L’éthologie, branche de la psychologie animale qui étudie le comportement des animaux et s’étend aux moeurs humaines, nous permet de tenter le rapprochement entre l’enfant et l’animal. Des études très sérieuses ont déjà été faites et des ouvrages y sont consacrés.
Il est admis que l’enfant ne commence à prendre ses distances vis-à-vis de l’animal qu’à partir de l’utilisation du langage. En observant – sans être vu – des groupes de petits humains, on a pu constater que cette « meute » comportait, elle aussi, ses calmes, ses agressifs (pouvant être mordeurs) et ses leaders.
Ne disposant pas encore du langage comme moyen de communication, l’enfant utiliserait, au même titre que l’animal, certaines attitudes pour s’exprimer. On connaît la signification de la tête inclinée sur le côté qui signifierait : « donne-moi ceci ». On conseille d’ailleurs aux adultes d’adopter la même attitude pour inciter l’enfant à donner. Il est alors tentant d’effectuer le rapprochement avec toute une gamme connue de postures du chien : jeu, intimidation, combat, soumission.
Il y a là aussi un moyen de communication : l’animal semble vouloir s’exprimer en utilisant certaines attitudes caractéristiques d’une situation précise, jointes à des positions particulières des oreilles ou de la queue.
L’odorat jouerait un rôle important chez l’enfant. On a constaté qu’un petit acceptant difficilement d’aller à la crèche et s’y comportant très mal, fut « sécurisé » par le seul fait qu’on lui confia un mouchoir imprégné de l’odeur maternelle. On peut concevoir que le type de chien qui ne supporte pas l’absence des maîtres, pourrait, lui aussi, être « sécurisé » par la présence à ses côtés d’un morceau de tissu imprégné de leur odeur.
::::::::::
#### Exercices proposés
A) D’après l’extrait, qu’a-t-on confié au petit qui acceptait difficilement d’aller à la crèche pour le « sécuriser » ?
B) Indiquez si chacune des affirmations suivantes concorde avec l’extrait, en citant les mots décisifs du texte : (i) l’enfant prend ses distances vis-à-vis de l’animal dès sa naissance ; (ii) on conseille aux adultes d’adopter l’attitude de la tête inclinée pour inciter l’enfant à donner ; (iii) les groupes de petits humains observés ne comportaient aucun leader.
::::::::::
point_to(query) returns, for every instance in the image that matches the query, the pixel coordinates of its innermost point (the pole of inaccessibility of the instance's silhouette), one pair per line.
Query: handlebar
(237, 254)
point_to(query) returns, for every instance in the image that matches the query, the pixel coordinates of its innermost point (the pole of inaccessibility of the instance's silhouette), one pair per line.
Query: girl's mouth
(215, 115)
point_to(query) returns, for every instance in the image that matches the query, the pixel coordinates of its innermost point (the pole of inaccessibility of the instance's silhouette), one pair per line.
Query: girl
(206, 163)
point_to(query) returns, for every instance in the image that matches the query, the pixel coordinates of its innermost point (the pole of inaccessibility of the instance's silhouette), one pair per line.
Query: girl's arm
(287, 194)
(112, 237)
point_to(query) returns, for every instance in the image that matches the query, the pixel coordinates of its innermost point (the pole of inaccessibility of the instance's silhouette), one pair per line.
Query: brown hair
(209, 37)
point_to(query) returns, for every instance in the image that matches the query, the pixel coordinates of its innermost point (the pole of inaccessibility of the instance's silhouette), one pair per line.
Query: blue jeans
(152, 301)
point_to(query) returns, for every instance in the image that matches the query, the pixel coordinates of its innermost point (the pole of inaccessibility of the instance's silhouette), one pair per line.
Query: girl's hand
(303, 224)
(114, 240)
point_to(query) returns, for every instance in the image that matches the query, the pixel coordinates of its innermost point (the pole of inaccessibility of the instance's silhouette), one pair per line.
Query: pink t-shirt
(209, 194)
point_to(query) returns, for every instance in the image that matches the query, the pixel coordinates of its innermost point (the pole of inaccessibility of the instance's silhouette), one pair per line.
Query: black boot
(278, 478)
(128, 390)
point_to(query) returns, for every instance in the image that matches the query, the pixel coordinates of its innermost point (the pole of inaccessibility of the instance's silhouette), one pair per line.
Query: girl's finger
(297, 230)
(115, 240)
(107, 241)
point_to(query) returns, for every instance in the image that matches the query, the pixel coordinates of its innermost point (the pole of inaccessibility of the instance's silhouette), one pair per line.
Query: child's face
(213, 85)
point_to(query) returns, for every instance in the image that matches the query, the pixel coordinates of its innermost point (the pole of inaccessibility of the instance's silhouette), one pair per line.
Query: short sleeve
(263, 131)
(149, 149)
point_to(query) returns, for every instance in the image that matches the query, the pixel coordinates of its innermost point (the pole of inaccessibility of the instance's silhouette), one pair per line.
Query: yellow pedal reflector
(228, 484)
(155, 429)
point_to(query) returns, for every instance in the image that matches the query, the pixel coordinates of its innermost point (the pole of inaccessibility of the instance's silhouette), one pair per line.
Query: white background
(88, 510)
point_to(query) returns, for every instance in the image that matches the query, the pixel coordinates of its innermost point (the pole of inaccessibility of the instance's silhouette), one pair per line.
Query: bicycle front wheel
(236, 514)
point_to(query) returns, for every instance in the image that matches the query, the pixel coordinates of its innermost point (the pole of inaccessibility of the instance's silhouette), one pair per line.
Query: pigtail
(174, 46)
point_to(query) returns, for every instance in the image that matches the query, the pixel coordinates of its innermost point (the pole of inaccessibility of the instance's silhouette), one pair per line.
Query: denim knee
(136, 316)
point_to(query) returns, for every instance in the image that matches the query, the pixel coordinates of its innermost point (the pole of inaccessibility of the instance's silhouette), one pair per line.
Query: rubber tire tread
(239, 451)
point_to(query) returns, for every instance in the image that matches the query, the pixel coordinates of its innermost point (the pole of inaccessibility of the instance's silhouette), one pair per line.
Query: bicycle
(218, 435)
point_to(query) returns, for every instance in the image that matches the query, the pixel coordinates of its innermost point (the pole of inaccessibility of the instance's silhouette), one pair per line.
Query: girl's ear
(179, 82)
::::::::::
#### Réponses rédigées
A) Un mouchoir imprégné de l’odeur maternelle.

B)
(i) Non : « l’enfant ne commence à prendre ses distances vis-à-vis de l’animal qu’à partir de l’utilisation du langage ».
(ii) Oui : « On conseille d’ailleurs aux adultes d’adopter la même attitude pour inciter l’enfant à donner ».
(iii) Non : « ses calmes, ses agressifs (pouvant être mordeurs) et ses leaders ».